(Coordinate annotation records)
........

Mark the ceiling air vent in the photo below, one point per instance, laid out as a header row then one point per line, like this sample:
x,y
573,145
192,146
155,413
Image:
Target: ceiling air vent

........

Copy out the whole listing exactly as written.

Mark the ceiling air vent in the photo below, one point per instance, laid out as a header row then one point per line, like this sample:
x,y
573,145
192,146
155,413
Image:
Target: ceiling air vent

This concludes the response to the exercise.